## [SHORT TASK]
Which lines in the data below contain the string "query", with case counting? Select each of those lines and copy it out.
^^^^^^^^
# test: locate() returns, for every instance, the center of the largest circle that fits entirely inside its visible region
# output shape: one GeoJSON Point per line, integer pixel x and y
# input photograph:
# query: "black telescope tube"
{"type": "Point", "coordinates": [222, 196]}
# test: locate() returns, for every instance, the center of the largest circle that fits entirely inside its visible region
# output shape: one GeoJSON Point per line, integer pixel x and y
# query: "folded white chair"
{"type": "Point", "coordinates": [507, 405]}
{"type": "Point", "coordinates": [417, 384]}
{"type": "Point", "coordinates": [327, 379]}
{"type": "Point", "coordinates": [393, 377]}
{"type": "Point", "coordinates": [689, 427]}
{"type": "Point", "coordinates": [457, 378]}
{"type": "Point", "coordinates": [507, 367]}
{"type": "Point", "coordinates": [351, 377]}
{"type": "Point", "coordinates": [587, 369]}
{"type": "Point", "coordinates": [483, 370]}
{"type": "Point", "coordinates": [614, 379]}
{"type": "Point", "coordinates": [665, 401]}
^^^^^^^^
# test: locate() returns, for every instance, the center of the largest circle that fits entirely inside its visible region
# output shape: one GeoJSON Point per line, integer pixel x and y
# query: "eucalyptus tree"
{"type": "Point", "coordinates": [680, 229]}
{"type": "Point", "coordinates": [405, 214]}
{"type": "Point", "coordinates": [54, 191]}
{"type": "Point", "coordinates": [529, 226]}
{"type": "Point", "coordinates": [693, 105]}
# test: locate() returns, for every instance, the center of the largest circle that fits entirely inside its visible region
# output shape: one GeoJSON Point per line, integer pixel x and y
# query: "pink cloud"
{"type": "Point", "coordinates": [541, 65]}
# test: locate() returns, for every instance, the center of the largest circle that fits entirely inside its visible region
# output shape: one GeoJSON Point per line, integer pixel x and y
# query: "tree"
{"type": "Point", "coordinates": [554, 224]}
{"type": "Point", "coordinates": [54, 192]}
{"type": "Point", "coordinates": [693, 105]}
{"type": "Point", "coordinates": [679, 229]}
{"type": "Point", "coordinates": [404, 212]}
^^^^^^^^
## [EXERCISE RESULT]
# query: "black telescope tube"
# query: "folded white chair"
# query: "eucalyptus tree"
# query: "pink cloud"
# query: "tree"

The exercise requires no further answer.